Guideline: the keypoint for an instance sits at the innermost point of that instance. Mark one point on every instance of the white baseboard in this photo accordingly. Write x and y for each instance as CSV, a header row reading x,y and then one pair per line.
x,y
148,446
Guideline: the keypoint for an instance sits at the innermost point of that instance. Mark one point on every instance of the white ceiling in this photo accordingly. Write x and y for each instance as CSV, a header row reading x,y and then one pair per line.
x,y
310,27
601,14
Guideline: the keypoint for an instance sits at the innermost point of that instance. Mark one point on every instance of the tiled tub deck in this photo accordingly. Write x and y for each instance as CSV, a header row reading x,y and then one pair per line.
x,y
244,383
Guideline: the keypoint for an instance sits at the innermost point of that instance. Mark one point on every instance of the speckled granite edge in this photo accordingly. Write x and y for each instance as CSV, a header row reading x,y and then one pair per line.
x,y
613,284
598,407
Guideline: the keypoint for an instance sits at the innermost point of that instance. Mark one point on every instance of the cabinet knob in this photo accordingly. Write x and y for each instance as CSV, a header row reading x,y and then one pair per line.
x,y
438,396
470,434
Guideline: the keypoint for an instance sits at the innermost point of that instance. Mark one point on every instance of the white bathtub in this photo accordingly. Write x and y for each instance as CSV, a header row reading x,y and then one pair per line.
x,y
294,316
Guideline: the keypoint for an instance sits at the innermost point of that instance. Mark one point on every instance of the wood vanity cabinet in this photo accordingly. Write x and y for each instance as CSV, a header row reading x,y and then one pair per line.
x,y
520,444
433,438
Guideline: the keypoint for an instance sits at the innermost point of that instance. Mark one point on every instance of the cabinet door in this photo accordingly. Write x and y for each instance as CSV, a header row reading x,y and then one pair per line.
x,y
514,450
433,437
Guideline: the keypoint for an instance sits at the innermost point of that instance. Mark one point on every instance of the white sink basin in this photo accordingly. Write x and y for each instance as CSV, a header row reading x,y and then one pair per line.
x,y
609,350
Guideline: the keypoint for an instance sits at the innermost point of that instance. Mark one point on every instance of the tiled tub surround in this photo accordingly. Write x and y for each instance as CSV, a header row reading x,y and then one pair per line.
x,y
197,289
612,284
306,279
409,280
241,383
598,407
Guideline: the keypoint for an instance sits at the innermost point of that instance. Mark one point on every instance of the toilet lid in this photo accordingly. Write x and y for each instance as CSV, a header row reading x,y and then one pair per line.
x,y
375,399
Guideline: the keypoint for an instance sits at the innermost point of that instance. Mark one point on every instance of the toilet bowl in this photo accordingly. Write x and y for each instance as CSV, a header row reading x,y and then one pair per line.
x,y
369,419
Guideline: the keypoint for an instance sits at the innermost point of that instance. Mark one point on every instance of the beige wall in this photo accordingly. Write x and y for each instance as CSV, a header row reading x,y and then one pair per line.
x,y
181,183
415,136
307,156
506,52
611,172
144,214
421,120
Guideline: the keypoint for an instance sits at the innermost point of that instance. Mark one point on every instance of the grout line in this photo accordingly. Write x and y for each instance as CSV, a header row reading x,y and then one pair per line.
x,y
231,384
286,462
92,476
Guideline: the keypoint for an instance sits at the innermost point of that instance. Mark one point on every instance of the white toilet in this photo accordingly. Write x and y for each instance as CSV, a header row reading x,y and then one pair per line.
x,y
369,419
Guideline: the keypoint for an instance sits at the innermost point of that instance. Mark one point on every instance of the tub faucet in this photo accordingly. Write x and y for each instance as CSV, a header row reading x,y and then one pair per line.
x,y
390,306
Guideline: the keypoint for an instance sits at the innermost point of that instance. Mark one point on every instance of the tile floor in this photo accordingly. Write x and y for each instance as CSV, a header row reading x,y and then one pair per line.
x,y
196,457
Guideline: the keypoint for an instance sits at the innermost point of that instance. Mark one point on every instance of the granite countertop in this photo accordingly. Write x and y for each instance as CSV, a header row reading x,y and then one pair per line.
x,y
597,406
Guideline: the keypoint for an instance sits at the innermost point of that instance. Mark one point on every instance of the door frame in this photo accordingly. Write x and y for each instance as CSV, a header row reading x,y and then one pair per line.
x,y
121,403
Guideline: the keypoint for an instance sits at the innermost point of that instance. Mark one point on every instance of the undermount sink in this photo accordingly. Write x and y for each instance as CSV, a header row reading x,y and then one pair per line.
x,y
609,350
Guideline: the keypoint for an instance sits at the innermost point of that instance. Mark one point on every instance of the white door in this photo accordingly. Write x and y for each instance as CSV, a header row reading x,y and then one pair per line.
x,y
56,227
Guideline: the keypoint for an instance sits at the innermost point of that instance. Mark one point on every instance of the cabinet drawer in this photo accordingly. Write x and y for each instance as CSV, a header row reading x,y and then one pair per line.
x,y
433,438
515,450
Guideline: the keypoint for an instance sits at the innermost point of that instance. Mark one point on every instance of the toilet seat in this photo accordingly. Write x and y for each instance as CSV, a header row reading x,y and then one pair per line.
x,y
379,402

→ **What this task involves**
The records above are to be duplicated exactly, every one of them.

→ **Answer for this exercise**
Guideline: the keypoint for an instance sits at the innermost point of that instance. Mark one point on every instance of the white baseboard in this photo accordingly. Write x and y for each instance as CSV, a header row reading x,y and then one pair per line.
x,y
148,446
Guideline: the keypoint for an instance sits at the innermost point of that instance. Mark one point on every instance of the white ceiling in this photo accordingly. Write x and y for each instance as CSV, a header row reading x,y and then one pair per line.
x,y
310,27
601,14
Guideline: the keypoint for an instance sits at the innermost point of that instance. Mark one point on every instance of the tiled tub deck in this photo accordingly. Write x and y for each instance as CSV, a header row reading x,y and then one pair per line.
x,y
244,383
Guideline: the keypoint for an instance sits at the innermost point of that instance. Mark one point on every instance of the speckled granite edge in this photo accordingly. Write x and y for each instance as CSV, a header row reading x,y and then one pair per line.
x,y
613,284
598,407
Guideline: the keypoint for an instance sits at the innermost point of that instance. Mark one point on every instance of the cabinet knob in this photo accordingly. Write x and y for each instance as CSV, a header row reading x,y and then one pair per line.
x,y
438,396
470,434
Guideline: the keypoint for an instance sits at the innermost point of that instance. Mark one point on every instance of the white bathtub in this photo accordingly. Write x and y for each instance as CSV, a header row reading x,y and then one pair per line.
x,y
294,316
Guideline: the keypoint for an instance sits at the innermost point of that instance. Mark one point on every instance of the wood vanity cabinet in this photo accordingly. Write x and y for each instance as CSV, a header row reading x,y and then one pair per line.
x,y
520,444
433,438
Guideline: the keypoint for an instance sits at the innermost point of that instance. Mark one point on every instance of the cabinet door in this photo accordingly. Write x and y for each instance as CSV, a header row reading x,y and then one pair per line.
x,y
514,450
433,437
Guideline: the keypoint for an instance sits at the innermost point of that instance. Mark one point on every instance of the white sink basin in this photo accordingly. Write x and y for each instance as CSV, a header row reading x,y and then one pair per line.
x,y
609,350
Guideline: the keypoint for an instance sits at the innermost point of that instance. Mark one point on every instance of the tiled tub surround in this photo accordingly. Write x and y for each instance as CSV, a header row reading x,y and then one pair per line.
x,y
197,289
612,284
306,279
409,280
241,383
598,407
Guideline: the keypoint for an instance sits at the innermost point of that instance. Mark one point on every instance of the toilet lid in this photo accordingly. Write x and y for each instance as CSV, a header row reading x,y and then one pair per line.
x,y
375,399
Guideline: the keypoint for an instance sits at the innermost point of that instance. Mark one point on every instance of the toilet bowl in this photo accordingly. Write x and y for each instance as CSV, a header row reading x,y and then one pair per line.
x,y
369,419
Guideline: the keypoint for an instance sits at the innermost point of that instance. Mark one point on every instance of the beige wall in this photo accordingly. Write x and y for each instance as CSV, a header row reading x,y and then one pair per line.
x,y
181,183
415,136
307,156
506,52
611,172
144,214
421,120
Guideline: the keypoint for an instance sits at the innermost point of that instance. Mark one point on every instance of the grout line in this photo accordingly. Write x and y for each instance as CSV, a header row reading x,y and then one pair per line.
x,y
231,384
286,462
92,476
Guideline: the keypoint for an instance sits at the innermost point of that instance. Mark one point on every instance of the white toilet in this photo accordingly. Write x and y for each instance as CSV, a header row reading x,y and then one pair per line.
x,y
369,419
Guideline: the keypoint for an instance sits at the innermost point of that instance. Mark one point on every instance of the tub faucet in this photo accordingly. Write x and y for each instance as CSV, a header row reading x,y and then one pair per line.
x,y
390,306
Guideline: the keypoint for an instance sits at the innermost point of that instance. Mark one point on every instance of the tile floor in this photo accordingly. Write x and y for each instance as CSV, a header row reading x,y and then one pair per line.
x,y
196,457
Guideline: the keypoint for an instance sits at the innermost point of that instance. Mark one point on every instance of the granite countertop in this photo accordingly. Write x and y for each instance as CSV, a header row reading x,y and then one pair per line.
x,y
597,406
Guideline: the keypoint for an instance sits at the innermost point of that instance. Mark one point on every instance of the door frame in this photo accordingly. Write x and y for each instance as CSV, a header row reading x,y and then one pair per line.
x,y
121,403
Guideline: the keypoint for an instance sits at the innermost point of that instance. Mark one point on every instance of the undermount sink in this photo accordingly. Write x and y for each instance as CSV, a header row reading x,y and then one pair per line.
x,y
609,350
Guideline: the keypoint for an instance sits at the innermost point of that instance. Mark one point on every instance of the white door in this photo accordingly. Write x and y for each instance as CSV, a header row reading x,y and then one pair per line.
x,y
56,227
Guideline: the keypoint for an instance sits at the innermost point of that instance. Mark one point on every instance of the cabinet drawer in this photo accordingly. Write x and y for each instance as CSV, a header row reading x,y and then one pair per line.
x,y
433,438
515,450
Guideline: the keypoint for an instance sits at the innermost point of that instance. Mark one point on every instance of the toilet seat in this photo accordingly. Write x and y for each instance as CSV, a header row reading x,y and then one pair per line.
x,y
379,402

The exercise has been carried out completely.